(EXTRAIT FOURNI)
········

Seize lacs et une seule mer

Sébastien Berlendis

Éditions Actes Sud, Coll. Un endroit où aller

144 pages

06/10/2021

17,50 €

 

J’ai des souvenirs de villes comme on a des souvenirs d’amours.

Valery Larbaud, Les Poésies de A.O. Barnabooth - Europe

 

Ciel enfin bleu, le soleil donnera tout son éclat jusqu’à la fin du jour, je peux goûter l’eau du Müggelsee, marcher sur l’étrange dalle de pierre, m’enfoncer dans un sable doux et mou. Cette douceur, la forme, la superficie du lac, sa largeur, le vert des collines qui l’encerclent, je ferme les yeux et mon esprit divague vers d’autres lacs, ceux de Savoie, celui d’Aiguebelette, le préféré de Louise, le mien aussi.

 

Lire un roman de Sébastien Berlendis, c’est s’abandonner à une sensuelle mélancolie et une douce indolence ; accepter d’être déplacé de lieu et de temps, et apprécier la compagnie avec laquelle on partage l’instant. C’est prêter l’oreille à sa voix calme et posée quand il nous raconte sa vie par fragments comme autant de brefs éclats aussi saisissants qu’envoutants. C’est comprendre que même si le je comme dans ses livres précédents lui ressemble furieusement, il faut se garder d’en déduire qu’il s’est égaré dans l’autofiction. Non, il n’est pas question de cela ; j’aime mieux  y voir un auteur qui se raconte en passant par le biais de la fiction littéraire, y agrège ses pensées, ses émotions, des images, des souvenirs, des obsessions aussi, en les faisant coexister en un moment particulier, en nous les faisant ressentir et, partant, en les rendant un peu nôtres.

········

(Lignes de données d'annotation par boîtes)
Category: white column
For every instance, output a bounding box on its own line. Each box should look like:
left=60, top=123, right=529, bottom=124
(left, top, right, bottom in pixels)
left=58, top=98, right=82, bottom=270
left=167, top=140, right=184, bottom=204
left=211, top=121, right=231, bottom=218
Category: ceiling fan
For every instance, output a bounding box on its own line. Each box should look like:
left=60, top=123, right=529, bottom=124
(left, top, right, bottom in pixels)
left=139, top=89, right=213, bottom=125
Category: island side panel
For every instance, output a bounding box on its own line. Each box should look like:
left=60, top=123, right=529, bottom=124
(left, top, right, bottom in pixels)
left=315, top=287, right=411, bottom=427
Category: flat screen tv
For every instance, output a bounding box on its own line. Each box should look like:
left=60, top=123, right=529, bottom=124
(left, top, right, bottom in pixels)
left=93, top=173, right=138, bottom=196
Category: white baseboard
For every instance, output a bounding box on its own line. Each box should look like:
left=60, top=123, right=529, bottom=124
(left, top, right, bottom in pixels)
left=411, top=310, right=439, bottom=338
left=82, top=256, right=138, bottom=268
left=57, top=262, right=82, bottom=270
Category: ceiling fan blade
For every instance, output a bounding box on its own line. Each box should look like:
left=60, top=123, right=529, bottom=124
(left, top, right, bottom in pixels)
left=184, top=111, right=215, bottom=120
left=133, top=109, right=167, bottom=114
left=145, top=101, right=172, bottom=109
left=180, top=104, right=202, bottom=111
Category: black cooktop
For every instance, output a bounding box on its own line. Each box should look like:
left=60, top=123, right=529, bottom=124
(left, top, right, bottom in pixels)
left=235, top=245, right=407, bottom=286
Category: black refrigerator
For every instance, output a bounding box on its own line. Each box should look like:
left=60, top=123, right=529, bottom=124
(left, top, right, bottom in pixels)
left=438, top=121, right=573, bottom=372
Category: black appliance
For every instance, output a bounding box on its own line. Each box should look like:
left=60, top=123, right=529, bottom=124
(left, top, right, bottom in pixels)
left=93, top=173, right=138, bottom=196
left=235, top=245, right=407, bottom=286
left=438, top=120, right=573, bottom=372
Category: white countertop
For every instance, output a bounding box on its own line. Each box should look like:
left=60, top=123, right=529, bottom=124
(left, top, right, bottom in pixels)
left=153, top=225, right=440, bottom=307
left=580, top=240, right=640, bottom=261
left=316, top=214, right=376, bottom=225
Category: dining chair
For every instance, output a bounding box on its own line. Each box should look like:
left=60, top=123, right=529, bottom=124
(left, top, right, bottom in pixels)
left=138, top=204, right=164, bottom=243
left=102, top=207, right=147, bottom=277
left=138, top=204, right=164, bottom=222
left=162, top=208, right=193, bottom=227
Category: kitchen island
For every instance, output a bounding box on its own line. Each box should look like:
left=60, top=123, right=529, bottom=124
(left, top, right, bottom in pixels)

········

(À FAIRE)
[1] Recopiez le passage de l'extrait fourni qui commence à "Lire un roman" et se termine à "un peu nôtres.".
[2] Repérez dans les données enregistrées chaque ligne contenant le mot "island", et recopiez-les toutes.

(ENSEMBLE DES RÉPONSES)
[1]
Lire un roman de Sébastien Berlendis, c’est s’abandonner à une sensuelle mélancolie et une douce indolence ; accepter d’être déplacé de lieu et de temps, et apprécier la compagnie avec laquelle on partage l’instant. C’est prêter l’oreille à sa voix calme et posée quand il nous raconte sa vie par fragments comme autant de brefs éclats aussi saisissants qu’envoutants. C’est comprendre que même si le je comme dans ses livres précédents lui ressemble furieusement, il faut se garder d’en déduire qu’il s’est égaré dans l’autofiction. Non, il n’est pas question de cela ; j’aime mieux  y voir un auteur qui se raconte en passant par le biais de la fiction littéraire, y agrège ses pensées, ses émotions, des images, des souvenirs, des obsessions aussi, en les faisant coexister en un moment particulier, en nous les faisant ressentir et, partant, en les rendant un peu nôtres.

[2]
Category: island side panel
Category: kitchen island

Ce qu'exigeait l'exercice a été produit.